- [EXERCISE DETAILS]:
Collect each line below that contains the string "instance". Case counts, so match only the same uppercase and lowercase letters.

- [INFORMATION GIVEN]:
= = = = = = =

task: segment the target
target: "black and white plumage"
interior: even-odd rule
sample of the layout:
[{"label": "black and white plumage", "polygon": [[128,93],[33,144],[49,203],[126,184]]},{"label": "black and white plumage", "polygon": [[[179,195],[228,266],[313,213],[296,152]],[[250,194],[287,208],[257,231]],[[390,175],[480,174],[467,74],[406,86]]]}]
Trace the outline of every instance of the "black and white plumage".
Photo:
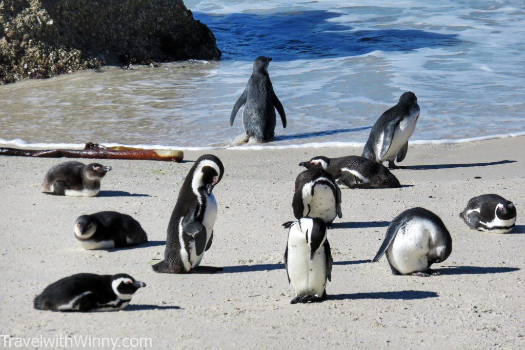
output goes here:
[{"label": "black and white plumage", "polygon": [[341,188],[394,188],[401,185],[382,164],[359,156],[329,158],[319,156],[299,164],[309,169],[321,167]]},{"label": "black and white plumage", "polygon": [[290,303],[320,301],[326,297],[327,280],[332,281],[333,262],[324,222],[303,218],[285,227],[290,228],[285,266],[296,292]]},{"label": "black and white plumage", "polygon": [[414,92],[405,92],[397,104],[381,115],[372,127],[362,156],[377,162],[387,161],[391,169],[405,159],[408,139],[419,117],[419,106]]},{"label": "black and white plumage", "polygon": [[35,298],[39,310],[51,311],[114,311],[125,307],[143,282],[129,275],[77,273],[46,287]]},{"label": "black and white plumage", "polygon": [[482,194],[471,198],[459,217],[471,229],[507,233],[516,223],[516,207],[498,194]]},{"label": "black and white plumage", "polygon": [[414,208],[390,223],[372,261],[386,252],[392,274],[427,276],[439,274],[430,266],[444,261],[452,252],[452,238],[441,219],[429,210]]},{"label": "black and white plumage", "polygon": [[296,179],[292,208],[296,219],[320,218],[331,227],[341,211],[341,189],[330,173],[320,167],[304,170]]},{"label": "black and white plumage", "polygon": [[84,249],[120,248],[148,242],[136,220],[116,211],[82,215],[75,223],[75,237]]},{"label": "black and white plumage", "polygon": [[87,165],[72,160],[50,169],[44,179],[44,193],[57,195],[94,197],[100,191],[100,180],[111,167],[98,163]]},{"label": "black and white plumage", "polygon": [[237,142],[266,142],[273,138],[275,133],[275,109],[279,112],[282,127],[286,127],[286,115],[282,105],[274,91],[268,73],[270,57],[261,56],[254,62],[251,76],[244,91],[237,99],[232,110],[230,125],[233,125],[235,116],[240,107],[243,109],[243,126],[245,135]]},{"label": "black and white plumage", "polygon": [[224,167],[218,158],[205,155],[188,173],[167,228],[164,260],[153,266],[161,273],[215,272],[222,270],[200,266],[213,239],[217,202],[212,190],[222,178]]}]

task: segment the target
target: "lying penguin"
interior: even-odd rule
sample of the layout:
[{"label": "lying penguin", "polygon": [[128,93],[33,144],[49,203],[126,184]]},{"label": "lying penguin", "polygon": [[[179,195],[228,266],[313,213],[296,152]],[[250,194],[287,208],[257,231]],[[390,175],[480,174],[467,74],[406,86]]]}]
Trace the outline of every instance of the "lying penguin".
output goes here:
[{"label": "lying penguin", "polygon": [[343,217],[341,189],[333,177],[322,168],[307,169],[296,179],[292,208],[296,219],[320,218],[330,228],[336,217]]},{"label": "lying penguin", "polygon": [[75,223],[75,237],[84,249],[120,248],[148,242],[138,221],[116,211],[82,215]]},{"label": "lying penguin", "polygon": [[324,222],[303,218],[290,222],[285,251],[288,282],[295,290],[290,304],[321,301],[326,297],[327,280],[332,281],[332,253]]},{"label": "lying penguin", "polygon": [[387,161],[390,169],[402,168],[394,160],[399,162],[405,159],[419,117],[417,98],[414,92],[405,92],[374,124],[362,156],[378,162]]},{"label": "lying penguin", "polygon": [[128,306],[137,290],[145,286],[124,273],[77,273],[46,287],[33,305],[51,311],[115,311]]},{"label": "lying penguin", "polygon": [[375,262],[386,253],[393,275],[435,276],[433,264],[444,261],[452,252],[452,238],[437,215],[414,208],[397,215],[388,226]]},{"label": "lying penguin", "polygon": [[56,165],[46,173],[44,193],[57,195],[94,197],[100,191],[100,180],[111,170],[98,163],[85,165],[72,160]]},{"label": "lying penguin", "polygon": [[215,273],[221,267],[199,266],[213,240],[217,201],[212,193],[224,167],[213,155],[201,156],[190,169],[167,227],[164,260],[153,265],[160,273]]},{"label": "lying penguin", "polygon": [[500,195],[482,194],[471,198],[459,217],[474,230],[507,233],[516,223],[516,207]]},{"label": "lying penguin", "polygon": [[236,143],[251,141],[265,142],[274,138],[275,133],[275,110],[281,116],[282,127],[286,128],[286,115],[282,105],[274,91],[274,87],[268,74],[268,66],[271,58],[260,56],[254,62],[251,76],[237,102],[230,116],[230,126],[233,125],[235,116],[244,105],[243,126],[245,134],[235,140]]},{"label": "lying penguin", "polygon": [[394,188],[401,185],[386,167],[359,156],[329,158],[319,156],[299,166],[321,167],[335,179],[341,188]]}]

= = = = = = =

- [SOLUTION TO THIS EXERCISE]:
Trace the outline of every instance of the "black and white plumage".
Trace the outline of every instance of the "lying penguin".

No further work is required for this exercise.